%%

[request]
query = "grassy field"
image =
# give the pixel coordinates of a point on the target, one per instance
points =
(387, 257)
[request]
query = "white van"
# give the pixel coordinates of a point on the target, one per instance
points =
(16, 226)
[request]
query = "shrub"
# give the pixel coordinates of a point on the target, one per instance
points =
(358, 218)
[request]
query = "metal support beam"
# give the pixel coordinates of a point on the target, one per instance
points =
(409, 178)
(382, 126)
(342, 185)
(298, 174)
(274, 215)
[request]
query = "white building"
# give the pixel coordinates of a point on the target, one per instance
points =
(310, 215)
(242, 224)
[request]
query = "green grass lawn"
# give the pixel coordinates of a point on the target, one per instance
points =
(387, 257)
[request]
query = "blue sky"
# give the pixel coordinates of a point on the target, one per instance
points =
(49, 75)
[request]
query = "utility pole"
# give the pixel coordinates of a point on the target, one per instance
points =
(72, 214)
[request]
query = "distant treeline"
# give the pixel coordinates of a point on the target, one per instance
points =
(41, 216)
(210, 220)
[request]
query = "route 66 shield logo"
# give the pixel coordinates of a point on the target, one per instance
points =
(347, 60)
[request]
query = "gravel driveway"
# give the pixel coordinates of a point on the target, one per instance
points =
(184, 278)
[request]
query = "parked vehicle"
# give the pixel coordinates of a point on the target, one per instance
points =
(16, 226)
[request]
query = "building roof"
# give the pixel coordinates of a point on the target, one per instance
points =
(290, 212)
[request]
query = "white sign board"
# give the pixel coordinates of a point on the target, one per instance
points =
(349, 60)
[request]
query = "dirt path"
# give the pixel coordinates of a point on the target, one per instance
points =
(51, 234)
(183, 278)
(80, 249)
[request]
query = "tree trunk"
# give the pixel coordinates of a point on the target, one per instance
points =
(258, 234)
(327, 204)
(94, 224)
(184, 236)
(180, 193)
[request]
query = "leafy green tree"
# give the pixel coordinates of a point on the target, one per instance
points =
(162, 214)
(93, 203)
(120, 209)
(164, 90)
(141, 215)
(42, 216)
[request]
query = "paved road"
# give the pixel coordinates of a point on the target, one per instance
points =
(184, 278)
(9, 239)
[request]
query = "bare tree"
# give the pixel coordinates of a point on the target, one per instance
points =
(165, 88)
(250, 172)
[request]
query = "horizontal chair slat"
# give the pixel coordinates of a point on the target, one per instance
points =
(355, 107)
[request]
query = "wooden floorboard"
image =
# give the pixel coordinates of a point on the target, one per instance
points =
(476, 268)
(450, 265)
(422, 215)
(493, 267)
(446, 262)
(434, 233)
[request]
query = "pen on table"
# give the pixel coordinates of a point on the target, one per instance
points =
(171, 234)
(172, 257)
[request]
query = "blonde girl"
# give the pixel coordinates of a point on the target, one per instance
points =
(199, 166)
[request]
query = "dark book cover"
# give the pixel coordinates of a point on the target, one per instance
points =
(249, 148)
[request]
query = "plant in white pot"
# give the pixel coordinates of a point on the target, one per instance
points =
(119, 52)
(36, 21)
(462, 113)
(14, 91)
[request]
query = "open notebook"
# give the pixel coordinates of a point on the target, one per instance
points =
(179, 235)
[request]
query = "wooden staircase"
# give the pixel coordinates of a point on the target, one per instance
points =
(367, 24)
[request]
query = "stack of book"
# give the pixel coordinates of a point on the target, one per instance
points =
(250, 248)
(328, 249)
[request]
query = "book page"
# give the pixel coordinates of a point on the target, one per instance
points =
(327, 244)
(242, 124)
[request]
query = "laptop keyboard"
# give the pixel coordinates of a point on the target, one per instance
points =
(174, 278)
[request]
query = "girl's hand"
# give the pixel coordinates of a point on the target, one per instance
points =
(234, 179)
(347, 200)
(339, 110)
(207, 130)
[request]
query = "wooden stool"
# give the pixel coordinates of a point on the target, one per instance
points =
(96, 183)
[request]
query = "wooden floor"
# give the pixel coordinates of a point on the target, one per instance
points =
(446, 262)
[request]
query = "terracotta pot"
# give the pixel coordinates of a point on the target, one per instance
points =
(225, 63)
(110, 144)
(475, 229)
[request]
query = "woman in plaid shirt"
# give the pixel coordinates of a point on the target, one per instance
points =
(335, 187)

%%

• THE REQUEST
Gather every line in the entries above that contains the word "green".

• REPLY TO THE EXERCISE
query = "green grass lawn"
query = "leafy green tree"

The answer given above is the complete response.